_About this exercise_:
Every entry, exactly as given, must be retyped.

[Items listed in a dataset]
□ □ □ □

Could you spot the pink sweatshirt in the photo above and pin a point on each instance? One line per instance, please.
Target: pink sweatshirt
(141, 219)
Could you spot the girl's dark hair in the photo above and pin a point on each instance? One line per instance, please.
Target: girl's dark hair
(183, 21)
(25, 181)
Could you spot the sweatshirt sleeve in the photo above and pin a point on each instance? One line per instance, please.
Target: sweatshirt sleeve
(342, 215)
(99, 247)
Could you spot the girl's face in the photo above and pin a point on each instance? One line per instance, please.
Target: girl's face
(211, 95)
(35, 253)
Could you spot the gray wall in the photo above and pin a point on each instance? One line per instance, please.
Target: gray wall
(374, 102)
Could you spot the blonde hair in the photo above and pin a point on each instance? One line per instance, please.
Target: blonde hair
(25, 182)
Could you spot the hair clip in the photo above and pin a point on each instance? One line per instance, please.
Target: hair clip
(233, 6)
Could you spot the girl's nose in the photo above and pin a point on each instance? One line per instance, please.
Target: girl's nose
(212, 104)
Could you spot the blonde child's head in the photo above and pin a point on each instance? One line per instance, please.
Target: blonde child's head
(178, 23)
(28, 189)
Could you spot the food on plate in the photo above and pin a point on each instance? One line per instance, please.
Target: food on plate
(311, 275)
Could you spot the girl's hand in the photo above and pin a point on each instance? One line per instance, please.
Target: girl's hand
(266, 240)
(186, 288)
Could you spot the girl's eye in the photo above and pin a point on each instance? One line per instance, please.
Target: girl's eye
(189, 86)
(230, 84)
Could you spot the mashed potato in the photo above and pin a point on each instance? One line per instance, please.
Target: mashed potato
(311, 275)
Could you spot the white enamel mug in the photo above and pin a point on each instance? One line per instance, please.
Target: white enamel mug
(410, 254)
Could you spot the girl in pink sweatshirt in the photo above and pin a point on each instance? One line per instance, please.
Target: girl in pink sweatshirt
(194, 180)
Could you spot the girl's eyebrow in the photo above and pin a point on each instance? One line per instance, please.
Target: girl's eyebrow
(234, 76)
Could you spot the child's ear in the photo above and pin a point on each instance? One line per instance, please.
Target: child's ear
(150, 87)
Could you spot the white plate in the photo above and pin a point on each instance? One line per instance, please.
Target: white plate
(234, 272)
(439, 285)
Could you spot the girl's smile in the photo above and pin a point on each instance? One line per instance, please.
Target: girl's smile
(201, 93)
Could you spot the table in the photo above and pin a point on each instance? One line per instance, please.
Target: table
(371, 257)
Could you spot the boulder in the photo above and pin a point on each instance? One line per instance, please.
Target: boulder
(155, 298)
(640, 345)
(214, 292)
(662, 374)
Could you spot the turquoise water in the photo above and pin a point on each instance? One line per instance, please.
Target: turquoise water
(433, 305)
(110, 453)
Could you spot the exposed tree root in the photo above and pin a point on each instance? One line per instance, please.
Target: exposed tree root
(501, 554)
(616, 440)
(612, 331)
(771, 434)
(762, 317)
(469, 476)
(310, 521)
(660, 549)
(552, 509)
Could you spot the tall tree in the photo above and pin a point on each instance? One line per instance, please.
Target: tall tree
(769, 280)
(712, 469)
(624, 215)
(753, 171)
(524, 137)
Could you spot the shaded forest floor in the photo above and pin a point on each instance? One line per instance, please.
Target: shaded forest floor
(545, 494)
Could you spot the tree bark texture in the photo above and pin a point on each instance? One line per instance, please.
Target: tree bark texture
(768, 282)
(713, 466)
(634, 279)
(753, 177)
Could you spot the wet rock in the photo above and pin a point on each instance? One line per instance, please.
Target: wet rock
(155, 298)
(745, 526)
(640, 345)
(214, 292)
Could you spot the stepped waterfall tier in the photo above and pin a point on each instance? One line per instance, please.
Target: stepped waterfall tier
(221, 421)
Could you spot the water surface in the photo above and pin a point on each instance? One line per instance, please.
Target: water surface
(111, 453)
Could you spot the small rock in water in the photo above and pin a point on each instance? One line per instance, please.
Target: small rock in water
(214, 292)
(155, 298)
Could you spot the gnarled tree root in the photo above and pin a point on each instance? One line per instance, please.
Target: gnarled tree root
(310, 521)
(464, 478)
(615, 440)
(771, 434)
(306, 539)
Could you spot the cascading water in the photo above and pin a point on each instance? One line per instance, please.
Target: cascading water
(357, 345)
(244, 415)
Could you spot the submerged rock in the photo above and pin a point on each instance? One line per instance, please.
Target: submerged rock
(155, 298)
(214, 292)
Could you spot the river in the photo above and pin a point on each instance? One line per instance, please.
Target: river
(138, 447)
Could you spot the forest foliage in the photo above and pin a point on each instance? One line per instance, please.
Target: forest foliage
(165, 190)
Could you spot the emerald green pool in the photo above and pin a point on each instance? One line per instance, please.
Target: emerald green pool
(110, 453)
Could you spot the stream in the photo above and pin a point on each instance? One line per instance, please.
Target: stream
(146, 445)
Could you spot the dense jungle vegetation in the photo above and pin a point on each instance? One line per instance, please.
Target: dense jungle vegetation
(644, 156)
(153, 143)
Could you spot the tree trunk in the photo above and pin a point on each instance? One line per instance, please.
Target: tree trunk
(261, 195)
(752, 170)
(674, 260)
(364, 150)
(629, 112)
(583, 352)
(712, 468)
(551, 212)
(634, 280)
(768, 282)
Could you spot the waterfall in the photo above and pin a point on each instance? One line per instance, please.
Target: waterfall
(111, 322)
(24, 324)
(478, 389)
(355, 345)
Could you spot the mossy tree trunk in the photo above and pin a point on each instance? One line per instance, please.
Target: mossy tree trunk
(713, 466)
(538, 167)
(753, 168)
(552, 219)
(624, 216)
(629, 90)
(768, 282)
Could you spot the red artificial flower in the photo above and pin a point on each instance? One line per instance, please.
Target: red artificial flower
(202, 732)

□ □ □ □

_Finished task_:
Could you spot the pink sweatshirt in the photo above and pin a point on each instance? One line per instance, please.
Target: pink sweatshirt
(141, 219)
Could you spot the girl's dark hair in the photo above and pin a point on each instance? One line per instance, please.
Target: girl's dark hair
(183, 21)
(25, 181)
Could you spot the sweatshirt sleeve in the photo above and pin a point on each instance? One line per instance, please.
Target: sweatshirt sleeve
(342, 215)
(99, 247)
Could you spot the girl's face in the photo above and pin a point on each instance? One line per instance, please.
Target: girl's face
(211, 95)
(35, 253)
Could you spot the gray wall in the photo above and pin a point on each instance? One line per instance, please.
Target: gray wall
(374, 102)
Could you spot the blonde hair in the photo above and pin a point on each instance? One line per instance, please.
Target: blonde hair
(25, 182)
Could you spot the hair clip in the photo above and pin a point on each instance? One line per instance, please.
Target: hair clip
(233, 6)
Could you spot the girl's nose in the photo above and pin a point on each instance? One line per instance, please.
Target: girl's nose
(212, 104)
Could you spot the blonde child's head in the photo above and pin a point on each instance? One line per instance, please.
Target: blonde child's head
(178, 23)
(28, 189)
Could you spot the food on plate in the photo above and pin a point on each instance? One line per instance, please.
Target: food on plate
(311, 275)
Could you spot the girl's hand in the photo above and pin a point on each instance? One line per instance, please.
Target: girl's hand
(266, 240)
(186, 288)
Could you spot the girl's eye in the photo above and pin a point on each instance? One line per instance, please.
Target: girl's eye
(189, 86)
(230, 84)
Could you spot the mashed potato in the photo above and pin a point on each instance? One line per instance, please.
Target: mashed potato
(311, 275)
Could you spot the white enamel mug in the photo above and pin a point on each instance? One line per instance, please.
Target: white enamel mug
(410, 254)
Could you spot the girl in pink sweatshirt in the photo above and pin a point on each instance? One line per instance, please.
Target: girl in pink sweatshirt
(194, 180)
Could you spot the girl's eyebrow in the photo above and pin a point on each instance? One line per instance, please.
Target: girl's eyebrow
(234, 76)
Could you spot the child's ear in the photo above and pin a point on each instance? One line per instance, please.
Target: child's ear
(150, 87)
Could you spot the white plate in the photo above and pin a point on each instance? One line per instance, please.
Target: white plate
(234, 272)
(439, 285)
Could you spot the girl's smile in the photo above and pin a point on each instance? One line per instance, please.
Target: girl's smile
(201, 93)
Could you spot the table in the photo above and pin a point on each instance? One line per instance, please.
Target: table
(371, 257)
Could you spot the boulder in the photo above and pin a point on each instance? One line per instance, please.
Target: boulder
(155, 298)
(640, 345)
(214, 292)
(662, 374)
Could you spot the turquoise water in the photo above and pin a point on each instance? One line per instance, please.
Target: turquoise water
(433, 305)
(110, 453)
Could you spot the exposed tree root in the photo above and pin a point on each instance? One line per instance, please.
Target: exposed tree root
(501, 554)
(616, 440)
(612, 331)
(771, 434)
(762, 317)
(469, 476)
(310, 521)
(660, 549)
(552, 509)
Could you spot the tall tree in the photo above and pin a point on each instance? One line per instance, please.
Target: tall tree
(769, 280)
(712, 469)
(624, 215)
(753, 171)
(524, 137)
Could you spot the shaded forest floor in the photo above and pin a point on each instance? One line per instance, please.
Target: shaded forest floor
(545, 494)
Could you spot the tree bark texture in the photo above and pin a point on each instance? One line per instance, please.
Target: tree bark texture
(768, 282)
(713, 466)
(634, 279)
(753, 177)
Could you spot the wet rock in the photo above and pin a point on each instance? One line per instance, please.
Target: wet rock
(155, 298)
(745, 526)
(640, 345)
(214, 292)
Could you spot the stepped waterfall tier in the photo above and pin a point on each instance? One line per instance, please.
Target: stepped waterfall tier
(221, 421)
Could you spot the water surface in the photo above and pin a point on each instance? One line per instance, please.
Target: water surface
(111, 453)
Could you spot the small rock in water in the photo above and pin a point on each instance? One line per instance, please.
Target: small rock in water
(214, 292)
(155, 298)
Could you spot the gnarled tree root in the photo above and pin a point on each instance? One line per instance, please.
Target: gnarled tree root
(310, 521)
(464, 478)
(615, 440)
(771, 434)
(306, 539)
Could you spot the cascading water in the photo above and pin a point on each instance? One line per instance, please.
Target: cascading water
(357, 345)
(244, 415)
Could you spot the submerged rock in the photo above and pin a point on each instance? One line per instance, please.
Target: submerged rock
(155, 298)
(214, 292)
Could you spot the river in the photo above and pin a point on each instance? One line per instance, please.
Target: river
(138, 447)
Could you spot the forest foliage in the photo above and pin a point on each instance? One line per instance, please.
Target: forest foliage
(165, 190)
Could you spot the emerald green pool in the photo above and pin a point on each instance? One line per instance, please.
Target: emerald green pool
(110, 453)
Could you spot the stream in the photo above and pin a point on each instance? One line per instance, please.
Target: stream
(146, 445)
Could you spot the dense jungle vegetation in the photo above and pin a point on each instance? One line per instance, please.
Target: dense jungle vegetation
(644, 156)
(153, 143)
Could you spot the tree trunk in the photo above and pin a point on each instance? One line per instance, please.
Target: tree trunk
(261, 195)
(752, 170)
(674, 260)
(364, 150)
(629, 112)
(583, 352)
(712, 468)
(551, 212)
(634, 280)
(768, 282)
Could you spot the waterfall in the photo above and pin a point on each instance? One line per instance, please.
Target: waterfall
(111, 322)
(24, 324)
(478, 389)
(355, 345)
Could you spot the mossy tree trunk in the photo above and pin a point on each instance? One line per instance, please.
Target: mossy tree trunk
(713, 466)
(538, 167)
(753, 168)
(552, 219)
(624, 216)
(629, 90)
(768, 282)
Could you spot the red artificial flower in the photo above and pin a point on each instance? One line per instance, please.
Target: red artificial flower
(202, 732)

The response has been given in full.